→ **Prompt**:
Print every record below exactly, minus the pictures.

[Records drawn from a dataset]
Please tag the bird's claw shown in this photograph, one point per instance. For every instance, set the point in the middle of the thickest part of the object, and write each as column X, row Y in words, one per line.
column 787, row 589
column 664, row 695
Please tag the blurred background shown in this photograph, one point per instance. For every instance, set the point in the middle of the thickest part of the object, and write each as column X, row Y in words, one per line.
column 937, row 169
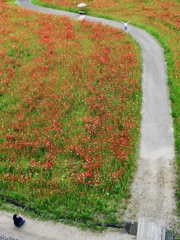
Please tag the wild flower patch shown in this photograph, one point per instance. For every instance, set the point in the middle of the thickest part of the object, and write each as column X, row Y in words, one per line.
column 70, row 100
column 161, row 19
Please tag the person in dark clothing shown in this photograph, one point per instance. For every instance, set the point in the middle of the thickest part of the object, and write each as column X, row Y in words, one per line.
column 18, row 220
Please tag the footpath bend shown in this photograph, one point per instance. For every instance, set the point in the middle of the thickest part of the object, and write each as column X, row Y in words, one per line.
column 152, row 192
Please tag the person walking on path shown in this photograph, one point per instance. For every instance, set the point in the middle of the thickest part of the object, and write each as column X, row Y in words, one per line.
column 18, row 220
column 126, row 26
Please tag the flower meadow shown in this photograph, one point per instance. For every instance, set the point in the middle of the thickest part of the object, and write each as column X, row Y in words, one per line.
column 70, row 98
column 161, row 18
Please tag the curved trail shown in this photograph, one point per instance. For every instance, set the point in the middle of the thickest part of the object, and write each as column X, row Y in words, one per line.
column 153, row 187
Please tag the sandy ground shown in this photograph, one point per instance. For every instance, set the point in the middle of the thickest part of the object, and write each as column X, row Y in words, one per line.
column 41, row 230
column 153, row 188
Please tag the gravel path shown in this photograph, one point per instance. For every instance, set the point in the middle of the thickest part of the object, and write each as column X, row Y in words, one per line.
column 153, row 187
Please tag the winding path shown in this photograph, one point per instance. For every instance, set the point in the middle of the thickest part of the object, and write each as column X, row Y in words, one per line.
column 153, row 187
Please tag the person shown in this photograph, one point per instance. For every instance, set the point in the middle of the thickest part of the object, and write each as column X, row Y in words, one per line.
column 126, row 26
column 18, row 220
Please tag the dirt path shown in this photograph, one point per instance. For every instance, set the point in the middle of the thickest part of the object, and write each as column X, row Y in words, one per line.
column 153, row 187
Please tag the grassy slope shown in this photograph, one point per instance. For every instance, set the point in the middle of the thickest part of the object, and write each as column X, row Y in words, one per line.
column 159, row 18
column 63, row 149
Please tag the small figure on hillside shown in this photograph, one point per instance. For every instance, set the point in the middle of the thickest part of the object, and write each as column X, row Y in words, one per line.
column 82, row 17
column 18, row 220
column 126, row 26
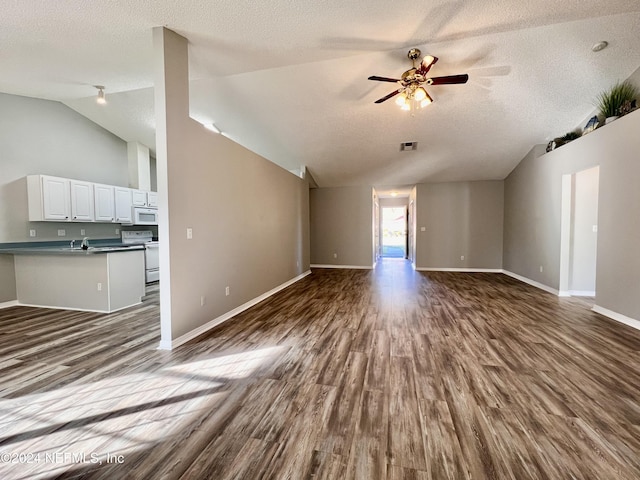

→ **Written solution**:
Please tag the bird's claw shown in this photograph, one point per instance. For every instance, set the point in the middle of the thickest part of the object, and write each as column X, row Y in words, one per line.
column 787, row 589
column 664, row 695
Please tag the blurred background shown in this photograph, one point per instance. For every instance, set the point in the middle of the thickest part of the object, and write each as column X, row Y in words, one per line.
column 937, row 169
Please tag the wild flower patch shown in this photograph, one point per instance. For every instance, set the point in the middle of the thickest part of the object, and write each as column X, row Y in words, one per line.
column 70, row 100
column 161, row 19
Please tag the person in dark clothing shown in this photograph, one point per instance. For every instance, set the point in the middle of the thickest part of the object, and write each as column X, row Y in words, one per line.
column 18, row 220
Please tag the footpath bend shown in this photograph, one point per instance. For every instance, set the point in the middle of the thickest part of the object, and write each as column X, row Y in words, one per line.
column 152, row 192
Please tag the person walking on path shown in this photograph, one point per instance. For every instance, set the point in the middle of the thickest part of the object, and write each as column X, row Y in words, one per line.
column 18, row 220
column 126, row 26
Please tag the flower meadow shown in this photograph, one point per instance. For every instance, set the point in the middle of the thickest part of the object, and write each as column X, row Y in words, one per line.
column 70, row 98
column 161, row 18
Please tag the curved trail shown in this photograph, one point per instance. For every instance, set the point in the middle of the thickest part of the object, and write each as column X, row Y in words, one per line.
column 153, row 187
Please tag the sandy ground shown in this photograph, one point per instance. For every instance, set the point in the middle of the thickest part of the object, and write each as column X, row Y in words, one per line.
column 41, row 230
column 153, row 188
Please tag the gravel path shown in this photograph, one point per instance. For every instance, set the point in the middle of the thickest part of the object, and write each as column X, row Y in words, one per line.
column 153, row 187
Please tag the winding path shown in this photograph, one point per instance. For every instance, set the point in the middle of the thickest part of the object, and write each as column X, row Y in words, one per line.
column 153, row 187
Please tag the person shown in this photograph, one point per instance. For every instance, set the point in the middle of the thickest part of the object, and write each as column X, row Y in words, one per line.
column 126, row 26
column 18, row 220
Please tag the dirt path shown in this photograph, one point per instance. For every instance, set the point in the middle of the thickest part of the object, and write each as column X, row Y in words, one per line.
column 153, row 187
Please tag the grassy slope shown in this photograph, one point per instance. For every instance, set the point in the middle of the thickest part of the object, and write each as column X, row Y in words, one per line.
column 159, row 18
column 63, row 149
Please tag the small figure on hillside shown in this photograph, one point per instance. For every instance, set the point in the middle of the thickest part of the object, and write each as column X, row Y in words, one per line.
column 82, row 17
column 18, row 220
column 126, row 26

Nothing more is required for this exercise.